%%

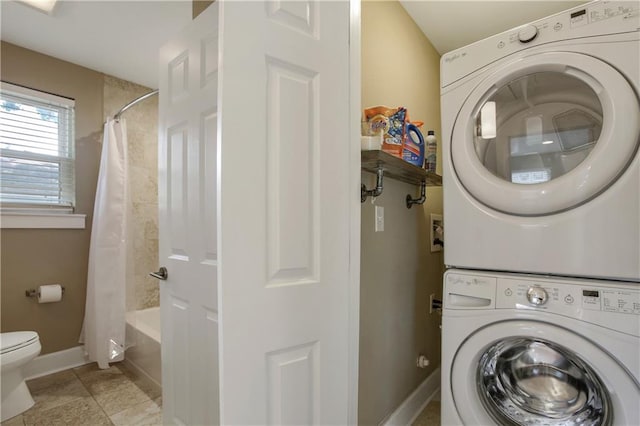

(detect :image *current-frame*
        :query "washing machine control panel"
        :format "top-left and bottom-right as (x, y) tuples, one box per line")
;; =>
(496, 278), (640, 315)
(527, 286), (549, 305)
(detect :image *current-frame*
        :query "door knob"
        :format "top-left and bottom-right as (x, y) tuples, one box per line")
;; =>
(149, 266), (169, 281)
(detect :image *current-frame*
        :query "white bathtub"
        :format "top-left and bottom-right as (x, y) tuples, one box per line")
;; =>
(125, 308), (162, 386)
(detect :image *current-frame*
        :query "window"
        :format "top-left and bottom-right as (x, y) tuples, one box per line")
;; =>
(0, 82), (75, 213)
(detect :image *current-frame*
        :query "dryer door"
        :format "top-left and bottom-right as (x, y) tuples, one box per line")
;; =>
(451, 320), (640, 426)
(450, 52), (640, 216)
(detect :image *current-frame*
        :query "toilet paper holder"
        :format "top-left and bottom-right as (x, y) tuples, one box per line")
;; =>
(24, 287), (64, 297)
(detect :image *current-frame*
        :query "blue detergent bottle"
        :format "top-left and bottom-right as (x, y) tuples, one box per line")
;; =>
(402, 123), (424, 167)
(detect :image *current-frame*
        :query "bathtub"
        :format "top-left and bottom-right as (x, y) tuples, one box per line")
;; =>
(125, 308), (162, 386)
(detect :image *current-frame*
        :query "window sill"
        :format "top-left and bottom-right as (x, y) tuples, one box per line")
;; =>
(0, 213), (86, 229)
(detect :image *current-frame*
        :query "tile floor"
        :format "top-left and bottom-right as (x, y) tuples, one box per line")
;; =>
(412, 393), (440, 426)
(2, 363), (162, 426)
(2, 363), (440, 426)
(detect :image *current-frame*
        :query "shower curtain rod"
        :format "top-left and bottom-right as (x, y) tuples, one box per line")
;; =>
(113, 89), (159, 120)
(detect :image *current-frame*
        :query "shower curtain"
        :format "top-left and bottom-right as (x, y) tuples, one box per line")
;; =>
(80, 119), (130, 369)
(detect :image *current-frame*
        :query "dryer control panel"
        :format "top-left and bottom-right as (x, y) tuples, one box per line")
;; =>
(440, 0), (640, 88)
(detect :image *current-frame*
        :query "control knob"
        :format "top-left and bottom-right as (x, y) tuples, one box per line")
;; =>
(518, 25), (538, 43)
(527, 286), (549, 306)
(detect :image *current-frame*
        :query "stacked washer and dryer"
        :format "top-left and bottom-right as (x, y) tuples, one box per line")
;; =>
(441, 1), (640, 425)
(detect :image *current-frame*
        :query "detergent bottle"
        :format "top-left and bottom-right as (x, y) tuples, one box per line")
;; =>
(402, 123), (424, 167)
(424, 130), (438, 173)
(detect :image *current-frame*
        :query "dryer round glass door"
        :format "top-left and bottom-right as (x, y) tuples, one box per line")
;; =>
(450, 52), (640, 216)
(450, 315), (640, 426)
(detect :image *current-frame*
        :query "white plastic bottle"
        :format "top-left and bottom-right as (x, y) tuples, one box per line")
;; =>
(424, 130), (438, 173)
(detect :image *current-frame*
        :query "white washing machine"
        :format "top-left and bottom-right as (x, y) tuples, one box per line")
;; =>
(441, 1), (640, 282)
(441, 270), (640, 426)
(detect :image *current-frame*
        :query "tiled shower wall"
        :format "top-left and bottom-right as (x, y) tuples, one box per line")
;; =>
(104, 75), (160, 309)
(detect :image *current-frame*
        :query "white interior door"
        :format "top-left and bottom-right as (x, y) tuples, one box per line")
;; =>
(158, 7), (219, 425)
(159, 1), (360, 425)
(218, 1), (352, 425)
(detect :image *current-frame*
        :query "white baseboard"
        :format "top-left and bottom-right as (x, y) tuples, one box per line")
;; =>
(380, 367), (440, 426)
(24, 346), (90, 379)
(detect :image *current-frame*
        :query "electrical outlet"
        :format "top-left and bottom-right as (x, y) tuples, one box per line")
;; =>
(375, 206), (384, 232)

%%

* REQUEST *
How many lines of the material contain the string "bottle"? Reply with the number alone.

* FULL OUTPUT *
3